Stored items
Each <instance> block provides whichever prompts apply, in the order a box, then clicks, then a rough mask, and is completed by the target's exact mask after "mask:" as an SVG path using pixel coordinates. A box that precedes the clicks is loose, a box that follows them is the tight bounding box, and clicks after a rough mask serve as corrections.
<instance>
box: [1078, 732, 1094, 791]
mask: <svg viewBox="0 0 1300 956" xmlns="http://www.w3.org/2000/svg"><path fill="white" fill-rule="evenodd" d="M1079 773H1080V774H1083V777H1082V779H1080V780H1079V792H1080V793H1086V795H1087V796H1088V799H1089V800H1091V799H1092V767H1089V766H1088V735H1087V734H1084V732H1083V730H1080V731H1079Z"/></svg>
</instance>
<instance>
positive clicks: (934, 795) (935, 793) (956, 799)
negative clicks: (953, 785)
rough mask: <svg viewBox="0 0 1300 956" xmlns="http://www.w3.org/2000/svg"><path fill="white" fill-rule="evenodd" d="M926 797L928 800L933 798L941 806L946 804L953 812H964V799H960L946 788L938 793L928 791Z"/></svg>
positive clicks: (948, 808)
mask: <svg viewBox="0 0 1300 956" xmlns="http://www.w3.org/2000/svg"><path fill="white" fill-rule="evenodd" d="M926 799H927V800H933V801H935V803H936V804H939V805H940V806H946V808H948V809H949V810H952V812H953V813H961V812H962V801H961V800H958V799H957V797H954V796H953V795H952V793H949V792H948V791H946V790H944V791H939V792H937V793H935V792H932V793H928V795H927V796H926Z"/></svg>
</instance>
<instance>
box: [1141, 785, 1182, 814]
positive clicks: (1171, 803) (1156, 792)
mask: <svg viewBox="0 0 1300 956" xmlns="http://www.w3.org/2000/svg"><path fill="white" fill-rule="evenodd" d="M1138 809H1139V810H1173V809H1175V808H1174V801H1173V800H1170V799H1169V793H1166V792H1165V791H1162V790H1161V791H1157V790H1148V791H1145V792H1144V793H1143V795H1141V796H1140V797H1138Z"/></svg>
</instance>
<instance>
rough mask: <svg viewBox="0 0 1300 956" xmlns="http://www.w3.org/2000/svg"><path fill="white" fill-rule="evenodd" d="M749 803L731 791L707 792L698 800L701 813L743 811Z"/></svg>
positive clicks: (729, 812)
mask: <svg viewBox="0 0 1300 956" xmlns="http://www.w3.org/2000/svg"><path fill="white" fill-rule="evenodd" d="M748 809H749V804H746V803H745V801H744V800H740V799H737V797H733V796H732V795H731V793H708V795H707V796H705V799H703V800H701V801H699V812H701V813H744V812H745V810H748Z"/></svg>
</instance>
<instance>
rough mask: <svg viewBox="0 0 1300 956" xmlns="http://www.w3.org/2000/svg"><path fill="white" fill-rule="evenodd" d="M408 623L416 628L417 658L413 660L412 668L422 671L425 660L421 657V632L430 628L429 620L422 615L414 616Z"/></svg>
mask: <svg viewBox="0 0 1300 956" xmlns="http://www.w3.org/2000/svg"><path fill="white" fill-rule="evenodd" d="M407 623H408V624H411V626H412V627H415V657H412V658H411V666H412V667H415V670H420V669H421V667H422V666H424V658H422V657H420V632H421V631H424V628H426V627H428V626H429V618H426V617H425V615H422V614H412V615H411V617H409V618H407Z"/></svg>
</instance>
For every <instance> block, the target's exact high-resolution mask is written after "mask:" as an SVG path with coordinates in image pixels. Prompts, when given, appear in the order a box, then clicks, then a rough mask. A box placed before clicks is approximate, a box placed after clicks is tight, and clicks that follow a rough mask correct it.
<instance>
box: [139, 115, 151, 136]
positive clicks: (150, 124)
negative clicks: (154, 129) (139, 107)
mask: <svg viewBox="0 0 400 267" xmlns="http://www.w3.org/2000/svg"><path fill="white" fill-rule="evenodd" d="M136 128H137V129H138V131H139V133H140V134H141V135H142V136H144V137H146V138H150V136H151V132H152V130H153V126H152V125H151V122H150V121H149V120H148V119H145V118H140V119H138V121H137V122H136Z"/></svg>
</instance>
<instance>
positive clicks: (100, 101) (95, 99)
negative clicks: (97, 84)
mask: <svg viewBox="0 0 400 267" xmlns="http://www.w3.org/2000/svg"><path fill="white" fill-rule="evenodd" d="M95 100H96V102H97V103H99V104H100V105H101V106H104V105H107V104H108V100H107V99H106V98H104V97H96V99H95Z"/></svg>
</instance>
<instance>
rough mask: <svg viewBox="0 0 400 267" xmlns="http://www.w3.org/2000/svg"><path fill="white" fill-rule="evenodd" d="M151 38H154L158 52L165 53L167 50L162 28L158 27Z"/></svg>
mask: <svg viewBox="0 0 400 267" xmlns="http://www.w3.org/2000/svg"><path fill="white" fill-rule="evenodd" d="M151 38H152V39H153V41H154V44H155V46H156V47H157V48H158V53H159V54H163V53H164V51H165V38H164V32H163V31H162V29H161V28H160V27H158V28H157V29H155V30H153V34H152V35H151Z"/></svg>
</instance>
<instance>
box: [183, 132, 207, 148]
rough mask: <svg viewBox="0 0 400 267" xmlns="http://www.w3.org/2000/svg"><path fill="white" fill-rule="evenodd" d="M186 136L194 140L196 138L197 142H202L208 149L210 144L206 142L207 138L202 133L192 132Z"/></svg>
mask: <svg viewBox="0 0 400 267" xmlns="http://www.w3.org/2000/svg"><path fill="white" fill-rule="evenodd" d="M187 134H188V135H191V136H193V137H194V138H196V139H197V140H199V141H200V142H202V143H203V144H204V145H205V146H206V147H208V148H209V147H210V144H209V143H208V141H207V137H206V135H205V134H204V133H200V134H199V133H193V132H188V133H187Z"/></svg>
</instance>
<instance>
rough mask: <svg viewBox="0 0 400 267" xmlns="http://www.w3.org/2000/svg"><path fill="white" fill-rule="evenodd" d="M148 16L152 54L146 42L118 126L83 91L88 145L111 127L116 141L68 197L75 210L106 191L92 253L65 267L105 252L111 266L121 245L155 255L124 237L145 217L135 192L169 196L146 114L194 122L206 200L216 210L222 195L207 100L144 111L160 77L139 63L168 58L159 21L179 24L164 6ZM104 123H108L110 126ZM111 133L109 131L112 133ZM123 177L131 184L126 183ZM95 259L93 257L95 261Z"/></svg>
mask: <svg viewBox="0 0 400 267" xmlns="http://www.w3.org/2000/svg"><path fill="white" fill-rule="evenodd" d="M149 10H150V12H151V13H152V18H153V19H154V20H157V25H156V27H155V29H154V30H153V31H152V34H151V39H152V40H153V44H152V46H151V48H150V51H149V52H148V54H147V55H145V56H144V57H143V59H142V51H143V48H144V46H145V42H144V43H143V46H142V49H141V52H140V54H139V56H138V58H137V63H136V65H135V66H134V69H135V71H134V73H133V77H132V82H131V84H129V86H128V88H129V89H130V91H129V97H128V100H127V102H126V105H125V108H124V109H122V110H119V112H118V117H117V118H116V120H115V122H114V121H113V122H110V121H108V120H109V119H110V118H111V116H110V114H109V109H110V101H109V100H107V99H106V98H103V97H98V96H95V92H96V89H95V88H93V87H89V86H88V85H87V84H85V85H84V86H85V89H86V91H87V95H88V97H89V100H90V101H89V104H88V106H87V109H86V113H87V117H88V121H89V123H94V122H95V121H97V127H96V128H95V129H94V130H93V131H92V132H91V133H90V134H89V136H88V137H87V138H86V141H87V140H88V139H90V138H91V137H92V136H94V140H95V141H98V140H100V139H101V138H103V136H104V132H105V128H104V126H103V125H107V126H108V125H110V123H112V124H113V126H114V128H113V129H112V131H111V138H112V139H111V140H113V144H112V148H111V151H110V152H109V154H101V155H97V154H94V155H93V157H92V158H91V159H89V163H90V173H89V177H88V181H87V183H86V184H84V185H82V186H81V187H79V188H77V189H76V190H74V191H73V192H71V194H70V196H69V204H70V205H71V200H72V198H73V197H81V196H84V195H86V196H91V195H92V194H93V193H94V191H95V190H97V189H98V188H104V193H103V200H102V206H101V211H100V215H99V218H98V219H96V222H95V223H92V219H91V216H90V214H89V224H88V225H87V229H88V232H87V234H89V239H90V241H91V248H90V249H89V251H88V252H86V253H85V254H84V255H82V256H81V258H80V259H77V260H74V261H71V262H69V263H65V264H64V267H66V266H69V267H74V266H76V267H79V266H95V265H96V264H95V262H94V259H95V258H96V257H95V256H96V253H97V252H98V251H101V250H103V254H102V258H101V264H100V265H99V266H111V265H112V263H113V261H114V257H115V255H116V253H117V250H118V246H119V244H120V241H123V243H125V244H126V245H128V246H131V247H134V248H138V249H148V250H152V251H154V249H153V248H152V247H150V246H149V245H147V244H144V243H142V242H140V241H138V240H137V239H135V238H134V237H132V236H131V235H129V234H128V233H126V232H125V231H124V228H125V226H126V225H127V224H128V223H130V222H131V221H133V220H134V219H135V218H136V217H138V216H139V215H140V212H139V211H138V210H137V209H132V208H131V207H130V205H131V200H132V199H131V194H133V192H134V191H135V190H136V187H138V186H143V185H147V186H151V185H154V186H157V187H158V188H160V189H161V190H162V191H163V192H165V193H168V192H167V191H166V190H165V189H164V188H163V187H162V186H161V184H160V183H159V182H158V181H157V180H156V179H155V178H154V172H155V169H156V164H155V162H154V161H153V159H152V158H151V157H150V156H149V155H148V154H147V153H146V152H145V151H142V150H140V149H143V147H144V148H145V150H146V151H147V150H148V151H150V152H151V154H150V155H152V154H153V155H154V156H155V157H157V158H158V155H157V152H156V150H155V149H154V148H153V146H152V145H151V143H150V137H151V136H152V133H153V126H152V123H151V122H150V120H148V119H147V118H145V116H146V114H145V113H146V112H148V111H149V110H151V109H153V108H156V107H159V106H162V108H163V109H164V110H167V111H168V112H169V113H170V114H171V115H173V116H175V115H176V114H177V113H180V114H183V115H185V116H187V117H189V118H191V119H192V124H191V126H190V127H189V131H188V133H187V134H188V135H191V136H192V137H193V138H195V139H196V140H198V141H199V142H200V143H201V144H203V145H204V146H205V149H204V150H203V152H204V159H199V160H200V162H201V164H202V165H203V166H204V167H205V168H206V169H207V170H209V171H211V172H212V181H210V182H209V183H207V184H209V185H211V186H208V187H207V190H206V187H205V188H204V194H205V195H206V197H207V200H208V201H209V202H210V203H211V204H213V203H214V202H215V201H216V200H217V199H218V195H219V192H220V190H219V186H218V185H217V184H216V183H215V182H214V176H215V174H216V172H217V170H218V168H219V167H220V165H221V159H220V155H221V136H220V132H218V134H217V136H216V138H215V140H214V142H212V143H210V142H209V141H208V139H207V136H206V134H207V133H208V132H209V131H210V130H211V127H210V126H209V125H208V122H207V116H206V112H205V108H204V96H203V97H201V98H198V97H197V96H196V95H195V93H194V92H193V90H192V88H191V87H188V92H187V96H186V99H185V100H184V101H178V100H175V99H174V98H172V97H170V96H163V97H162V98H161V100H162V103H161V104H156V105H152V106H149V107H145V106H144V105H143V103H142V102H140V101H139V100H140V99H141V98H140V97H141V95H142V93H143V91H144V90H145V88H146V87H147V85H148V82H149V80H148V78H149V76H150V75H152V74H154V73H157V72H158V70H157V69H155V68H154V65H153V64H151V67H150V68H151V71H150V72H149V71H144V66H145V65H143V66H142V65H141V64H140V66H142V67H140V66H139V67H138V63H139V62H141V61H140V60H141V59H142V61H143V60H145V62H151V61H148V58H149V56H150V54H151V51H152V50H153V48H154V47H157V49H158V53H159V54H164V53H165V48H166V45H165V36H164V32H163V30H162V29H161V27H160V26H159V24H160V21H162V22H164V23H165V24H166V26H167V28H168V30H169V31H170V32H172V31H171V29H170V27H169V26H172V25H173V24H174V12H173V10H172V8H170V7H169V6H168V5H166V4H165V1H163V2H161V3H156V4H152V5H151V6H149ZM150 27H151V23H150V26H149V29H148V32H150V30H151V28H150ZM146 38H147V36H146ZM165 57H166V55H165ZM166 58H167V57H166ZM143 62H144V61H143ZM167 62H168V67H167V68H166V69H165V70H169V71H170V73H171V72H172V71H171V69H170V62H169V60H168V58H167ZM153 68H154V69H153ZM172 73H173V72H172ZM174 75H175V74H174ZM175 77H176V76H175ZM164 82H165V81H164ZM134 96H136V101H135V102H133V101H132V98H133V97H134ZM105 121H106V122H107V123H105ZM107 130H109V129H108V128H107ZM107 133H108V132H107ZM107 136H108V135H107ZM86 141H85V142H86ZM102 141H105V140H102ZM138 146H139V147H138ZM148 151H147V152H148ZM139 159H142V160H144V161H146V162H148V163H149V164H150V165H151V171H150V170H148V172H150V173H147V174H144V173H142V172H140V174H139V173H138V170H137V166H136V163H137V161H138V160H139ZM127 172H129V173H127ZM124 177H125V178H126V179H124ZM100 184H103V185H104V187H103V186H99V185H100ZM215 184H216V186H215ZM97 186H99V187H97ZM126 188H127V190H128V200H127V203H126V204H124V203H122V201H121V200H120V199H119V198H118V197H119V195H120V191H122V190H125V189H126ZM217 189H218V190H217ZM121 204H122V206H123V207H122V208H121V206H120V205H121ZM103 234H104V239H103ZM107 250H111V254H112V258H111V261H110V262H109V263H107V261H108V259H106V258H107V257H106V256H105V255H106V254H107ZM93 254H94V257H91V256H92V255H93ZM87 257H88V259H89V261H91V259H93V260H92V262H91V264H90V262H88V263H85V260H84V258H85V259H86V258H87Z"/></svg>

* _What the task requires_: Extract the lines of the material without any change, starting with its first line and going on through the line that contains "box: [1078, 732, 1094, 791]". Include both of those lines.

* _Response area_:
Each <instance> block provides whichever prompts apply, in the order a box, then clicks, then a rough mask, and is completed by the target's exact mask after "mask:" as an SVG path using pixel coordinates. A box that precedes the clicks is loose, a box that follows them is the tight bounding box, and clicks after a rough mask serve as corrections.
<instance>
box: [1078, 732, 1094, 791]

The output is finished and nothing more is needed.